> [Excerpted text]
_ _ _ _ _

Ohmer didn’t think stopping the law would be in the public’s interest, according to the order.
A majority of Missourians interviewed in a St. Louis University/YouGov poll responded that they were opposed to gender-affirming care banned in the new law, like surgeries and hormone replacement therapy. Respondents were split evenly on if they agreed with gender-affirming therapy, which is still allowed under the law.
The judge also questioned the science behind gender-affirming care — treatment approved by the American Medical Association, the American College of Physicians, the Endocrine Society, the American College of Obstetricians and Gynecologists, the American Academy of Pediatrics, and the American Psychiatric Association.
“The science and medical evidence is conflicting and unclear,” Ohmer wrote. “Accordingly, the evidence raises more questions than answers.”
There are scientific studies of various qualities showing evidence for and against gender-affirming care. Some have been pulled from scientific journals after ethical debates and quality concerns.
Yamelsie Rodríguez, president and CEO of Planned Parenthood of the St. Louis Region and Southwest Missouri, accused Missouri politicians of using “ideology and junk science” to justify the new law.
“On Monday, trans and gender-expansive young Missourians will have their rights stripped away — unless a higher court intervenes,” she said. “They are terrified and furious that Missouri politicians are using ideology and junk science to deny them life-saving health care and erase their existence — and we are right alongside them.”
Aro Royston, board secretary for Missouri’s LGBTQ+ advocacy organization PROMO, said in a statement that gender-affirming care is life-saving and supported by major medical organizations.
“Not one single person who is in favor of this legislation understands how this law truly impacts the transgender community,” he said. “None of them understand the breath of relief we get to feel when we finally understand who we are and how beautiful it is to be transgender. They cannot fathom the best part of gender-affirming healthcare, which is being able to look into the mirror and see in the reflection the person you always knew yourself to be.
“Today, you have robbed us of this immense joy and our ability to thrive within this state as our authentic selves.”
Missouri isn’t the only state undergoing litigation on a gender-affirming care ban.
While arguments were underway, Bailey’s office asked the court to take note of a decision upholding Alabama’s ban on transgender treatments handed down Monday by the 11th Circuit Court of Appeals. The appeals court overturned a preliminary injunction issued by a district court blocking enforcement of the Alabama law banning puberty blocking medications and hormone treatments for children.

_ _ _ _ _

> [What to work on]
- a) List every medical organization that the article on Missouri's gender-affirming care law names as having approved gender-affirming care.
- b) Edit the passage of the article on Missouri's gender-affirming care law starting at "Ohmer didn’t think" and ending at "American Psychiatric Association.", putting "survey" in place of "poll".

Stored data entries

_ _ _ _ _

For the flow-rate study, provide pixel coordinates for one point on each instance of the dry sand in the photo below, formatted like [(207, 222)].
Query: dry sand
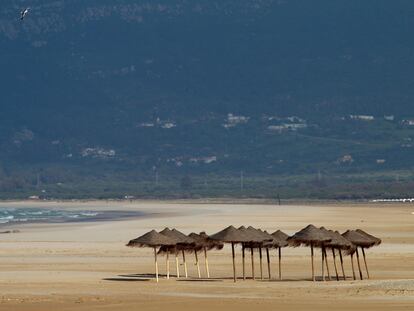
[(86, 266)]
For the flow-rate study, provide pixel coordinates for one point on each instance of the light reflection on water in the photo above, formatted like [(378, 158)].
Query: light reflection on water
[(23, 215)]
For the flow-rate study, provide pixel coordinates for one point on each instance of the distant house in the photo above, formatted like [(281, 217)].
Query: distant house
[(362, 117), (233, 120), (346, 159), (409, 122)]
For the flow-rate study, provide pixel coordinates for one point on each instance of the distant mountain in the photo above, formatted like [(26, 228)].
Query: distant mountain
[(268, 87)]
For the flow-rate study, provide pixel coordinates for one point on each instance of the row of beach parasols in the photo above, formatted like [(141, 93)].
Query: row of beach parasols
[(173, 243)]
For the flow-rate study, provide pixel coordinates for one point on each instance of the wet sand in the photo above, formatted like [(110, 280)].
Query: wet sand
[(86, 266)]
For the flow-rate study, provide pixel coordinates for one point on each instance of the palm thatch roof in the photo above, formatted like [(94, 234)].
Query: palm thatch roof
[(151, 239), (182, 241), (369, 236), (257, 237), (337, 240), (358, 239), (180, 237), (309, 235), (202, 240), (280, 239), (231, 235)]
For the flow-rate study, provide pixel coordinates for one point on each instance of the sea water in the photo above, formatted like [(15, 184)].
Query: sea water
[(23, 215)]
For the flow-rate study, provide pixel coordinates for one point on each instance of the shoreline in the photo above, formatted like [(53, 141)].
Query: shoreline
[(86, 266)]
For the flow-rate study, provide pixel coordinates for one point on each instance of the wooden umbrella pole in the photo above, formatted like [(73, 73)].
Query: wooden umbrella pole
[(327, 265), (156, 263), (244, 262), (313, 268), (168, 265), (197, 264), (359, 265), (342, 264), (185, 265), (336, 268), (252, 257), (268, 263), (206, 261), (365, 261), (323, 265), (280, 263), (352, 264), (261, 263), (234, 262), (177, 266)]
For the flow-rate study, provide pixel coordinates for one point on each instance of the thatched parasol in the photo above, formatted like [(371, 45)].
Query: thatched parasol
[(152, 239), (254, 240), (339, 243), (363, 240), (264, 238), (374, 239), (231, 235), (310, 236), (358, 240), (280, 240), (183, 243), (203, 242)]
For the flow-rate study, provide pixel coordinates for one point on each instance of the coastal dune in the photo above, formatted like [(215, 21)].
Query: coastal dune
[(86, 266)]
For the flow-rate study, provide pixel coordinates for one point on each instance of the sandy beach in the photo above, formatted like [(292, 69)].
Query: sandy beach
[(86, 266)]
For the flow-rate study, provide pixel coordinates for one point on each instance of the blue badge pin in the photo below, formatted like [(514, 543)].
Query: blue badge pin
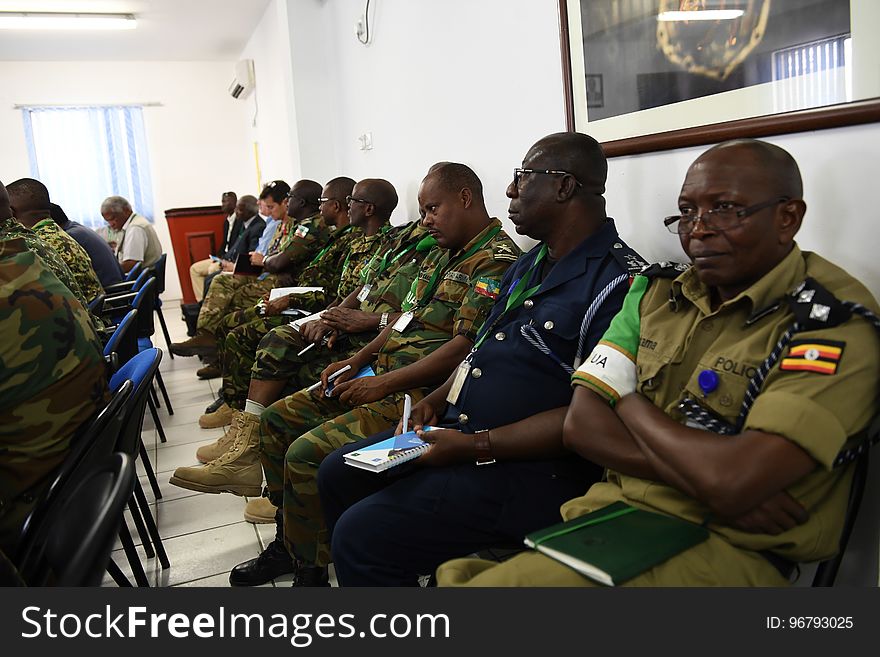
[(708, 381)]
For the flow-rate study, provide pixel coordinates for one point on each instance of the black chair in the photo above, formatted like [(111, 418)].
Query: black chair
[(86, 520), (826, 573), (140, 371), (159, 269), (91, 444)]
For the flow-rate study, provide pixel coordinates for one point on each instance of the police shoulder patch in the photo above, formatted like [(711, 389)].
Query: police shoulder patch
[(488, 287), (819, 356)]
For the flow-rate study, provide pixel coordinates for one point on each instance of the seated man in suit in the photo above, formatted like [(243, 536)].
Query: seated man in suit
[(138, 241), (245, 233), (103, 259), (752, 342), (52, 377)]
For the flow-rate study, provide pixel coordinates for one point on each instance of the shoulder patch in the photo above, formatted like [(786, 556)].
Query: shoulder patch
[(488, 287), (627, 258), (665, 269), (819, 356)]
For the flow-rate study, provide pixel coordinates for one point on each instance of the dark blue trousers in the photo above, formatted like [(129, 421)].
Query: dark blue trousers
[(389, 528)]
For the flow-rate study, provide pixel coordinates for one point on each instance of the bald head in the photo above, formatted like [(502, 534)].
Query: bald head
[(380, 193), (768, 161), (454, 177), (576, 153)]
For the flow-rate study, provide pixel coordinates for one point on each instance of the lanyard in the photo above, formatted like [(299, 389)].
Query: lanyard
[(518, 294), (438, 274), (330, 243)]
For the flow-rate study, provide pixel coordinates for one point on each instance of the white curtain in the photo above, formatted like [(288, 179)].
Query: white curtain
[(85, 154)]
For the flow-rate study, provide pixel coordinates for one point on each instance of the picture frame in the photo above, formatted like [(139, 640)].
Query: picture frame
[(709, 119)]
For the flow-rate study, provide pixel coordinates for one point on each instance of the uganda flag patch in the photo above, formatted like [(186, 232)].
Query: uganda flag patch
[(488, 287), (820, 356)]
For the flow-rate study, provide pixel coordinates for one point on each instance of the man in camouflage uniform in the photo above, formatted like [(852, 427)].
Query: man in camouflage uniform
[(445, 307), (52, 377), (339, 262), (31, 205), (298, 238)]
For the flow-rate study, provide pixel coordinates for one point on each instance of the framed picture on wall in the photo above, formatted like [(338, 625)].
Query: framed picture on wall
[(649, 75)]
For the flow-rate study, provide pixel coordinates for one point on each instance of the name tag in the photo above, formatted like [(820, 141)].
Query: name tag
[(461, 374), (402, 322)]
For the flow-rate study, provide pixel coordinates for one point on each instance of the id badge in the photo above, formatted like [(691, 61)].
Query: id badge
[(402, 322), (461, 374), (365, 292)]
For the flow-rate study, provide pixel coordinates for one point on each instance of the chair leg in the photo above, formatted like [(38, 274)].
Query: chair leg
[(140, 528), (164, 330), (118, 576), (156, 421), (134, 559), (164, 392), (151, 524), (145, 460)]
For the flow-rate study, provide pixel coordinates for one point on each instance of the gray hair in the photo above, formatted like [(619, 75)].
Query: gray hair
[(115, 204)]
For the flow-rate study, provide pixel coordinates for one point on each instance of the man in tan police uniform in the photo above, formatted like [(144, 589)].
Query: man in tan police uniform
[(768, 491)]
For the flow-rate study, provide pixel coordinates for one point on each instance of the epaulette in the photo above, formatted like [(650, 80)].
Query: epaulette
[(631, 261), (665, 269), (814, 307)]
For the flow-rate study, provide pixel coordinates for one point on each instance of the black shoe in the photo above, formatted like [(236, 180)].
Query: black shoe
[(273, 562), (215, 405), (310, 575)]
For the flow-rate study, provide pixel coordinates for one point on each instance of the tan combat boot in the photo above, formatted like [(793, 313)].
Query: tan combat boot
[(207, 453), (219, 418), (238, 471), (260, 511)]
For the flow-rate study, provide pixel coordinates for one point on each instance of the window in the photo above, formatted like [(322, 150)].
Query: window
[(85, 154)]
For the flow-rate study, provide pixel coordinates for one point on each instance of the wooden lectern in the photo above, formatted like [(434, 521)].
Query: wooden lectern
[(196, 233)]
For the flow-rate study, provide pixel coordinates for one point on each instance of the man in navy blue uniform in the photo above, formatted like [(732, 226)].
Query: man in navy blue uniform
[(499, 469)]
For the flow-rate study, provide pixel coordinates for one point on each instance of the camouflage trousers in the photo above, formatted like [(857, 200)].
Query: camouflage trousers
[(296, 433), (229, 293)]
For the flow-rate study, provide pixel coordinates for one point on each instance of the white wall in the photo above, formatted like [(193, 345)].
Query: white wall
[(196, 142), (479, 81)]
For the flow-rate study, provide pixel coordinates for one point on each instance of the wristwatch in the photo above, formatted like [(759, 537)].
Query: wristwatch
[(483, 448)]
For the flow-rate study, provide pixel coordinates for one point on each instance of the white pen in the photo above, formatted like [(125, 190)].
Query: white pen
[(335, 374), (407, 411)]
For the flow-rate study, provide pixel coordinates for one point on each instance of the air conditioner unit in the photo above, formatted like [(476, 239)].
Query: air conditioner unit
[(242, 79)]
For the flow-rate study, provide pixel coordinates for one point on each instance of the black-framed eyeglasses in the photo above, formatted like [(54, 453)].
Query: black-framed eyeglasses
[(719, 219), (517, 174)]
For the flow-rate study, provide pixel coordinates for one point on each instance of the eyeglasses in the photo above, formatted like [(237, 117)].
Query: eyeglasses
[(517, 174), (719, 219)]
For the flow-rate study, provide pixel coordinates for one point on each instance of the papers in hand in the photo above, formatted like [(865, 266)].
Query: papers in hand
[(388, 453)]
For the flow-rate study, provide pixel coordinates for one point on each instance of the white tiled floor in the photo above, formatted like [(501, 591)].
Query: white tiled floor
[(204, 535)]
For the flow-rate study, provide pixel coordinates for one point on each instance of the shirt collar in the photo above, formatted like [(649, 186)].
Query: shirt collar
[(780, 280)]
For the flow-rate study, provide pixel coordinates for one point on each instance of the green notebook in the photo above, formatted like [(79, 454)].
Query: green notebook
[(616, 543)]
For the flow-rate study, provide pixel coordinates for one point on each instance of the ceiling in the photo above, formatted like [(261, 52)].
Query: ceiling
[(168, 30)]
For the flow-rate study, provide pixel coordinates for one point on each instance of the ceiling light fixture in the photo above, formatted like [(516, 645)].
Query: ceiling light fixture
[(700, 15), (61, 21)]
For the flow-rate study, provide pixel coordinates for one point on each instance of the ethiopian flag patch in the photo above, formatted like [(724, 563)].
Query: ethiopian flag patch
[(820, 356), (488, 287)]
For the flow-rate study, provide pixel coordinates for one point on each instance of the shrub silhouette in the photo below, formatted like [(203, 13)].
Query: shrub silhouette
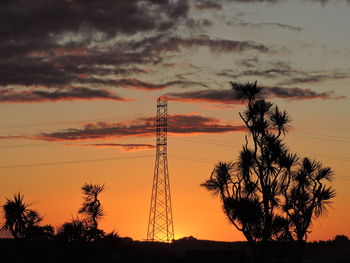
[(269, 193)]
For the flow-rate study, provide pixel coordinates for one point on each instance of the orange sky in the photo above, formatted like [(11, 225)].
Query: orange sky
[(75, 105)]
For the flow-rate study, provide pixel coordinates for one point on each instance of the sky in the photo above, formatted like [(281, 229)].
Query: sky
[(79, 82)]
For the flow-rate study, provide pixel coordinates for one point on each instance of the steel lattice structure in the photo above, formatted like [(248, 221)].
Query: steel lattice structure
[(160, 222)]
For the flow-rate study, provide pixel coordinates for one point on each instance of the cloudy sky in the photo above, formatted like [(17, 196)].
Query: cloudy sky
[(79, 82)]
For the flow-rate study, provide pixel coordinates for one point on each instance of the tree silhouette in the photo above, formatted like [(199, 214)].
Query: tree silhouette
[(92, 208), (268, 193), (23, 222)]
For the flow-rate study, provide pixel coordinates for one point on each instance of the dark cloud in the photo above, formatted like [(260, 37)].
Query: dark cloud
[(269, 25), (323, 2), (296, 93), (177, 124), (143, 85), (228, 96), (304, 77), (10, 95), (166, 44), (281, 70), (130, 147), (208, 5)]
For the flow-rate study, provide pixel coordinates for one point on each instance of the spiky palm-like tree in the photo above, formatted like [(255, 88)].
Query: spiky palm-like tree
[(91, 206), (19, 219), (263, 192), (307, 197), (15, 215)]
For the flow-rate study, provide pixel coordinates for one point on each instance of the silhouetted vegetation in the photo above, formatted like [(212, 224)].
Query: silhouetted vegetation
[(23, 222), (86, 229), (270, 193)]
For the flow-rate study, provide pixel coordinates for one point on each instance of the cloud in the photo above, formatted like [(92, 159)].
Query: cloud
[(177, 124), (270, 25), (139, 84), (281, 70), (130, 147), (296, 93), (160, 44), (227, 96), (11, 95), (202, 5)]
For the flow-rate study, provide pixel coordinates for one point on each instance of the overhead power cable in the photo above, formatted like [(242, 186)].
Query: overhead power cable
[(73, 162)]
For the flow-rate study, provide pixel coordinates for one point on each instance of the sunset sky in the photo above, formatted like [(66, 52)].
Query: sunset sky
[(79, 82)]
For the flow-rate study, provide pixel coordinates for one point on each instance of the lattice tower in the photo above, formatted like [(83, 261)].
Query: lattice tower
[(160, 222)]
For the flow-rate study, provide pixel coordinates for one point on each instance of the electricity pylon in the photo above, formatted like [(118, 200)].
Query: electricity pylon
[(160, 222)]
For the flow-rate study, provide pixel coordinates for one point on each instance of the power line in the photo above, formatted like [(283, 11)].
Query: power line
[(39, 124), (323, 135), (72, 162)]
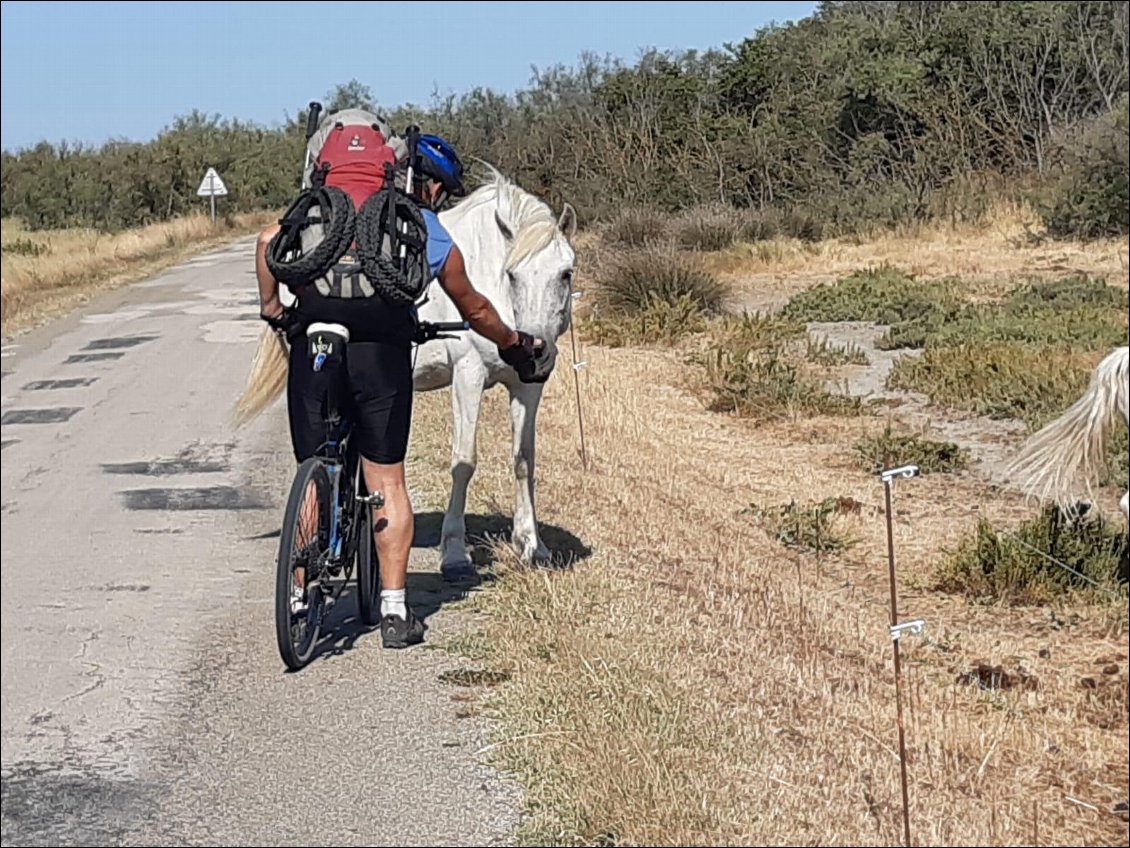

_ _ _ _ _

> [Solutions]
- a) The American Medical Association, the American College of Physicians, the Endocrine Society, the American College of Obstetricians and Gynecologists, the American Academy of Pediatrics, and the American Psychiatric Association.

- b)
Ohmer didn’t think stopping the law would be in the public’s interest, according to the order.
A majority of Missourians interviewed in a St. Louis University/YouGov survey responded that they were opposed to gender-affirming care banned in the new law, like surgeries and hormone replacement therapy. Respondents were split evenly on if they agreed with gender-affirming therapy, which is still allowed under the law.
The judge also questioned the science behind gender-affirming care — treatment approved by the American Medical Association, the American College of Physicians, the Endocrine Society, the American College of Obstetricians and Gynecologists, the American Academy of Pediatrics, and the American Psychiatric Association.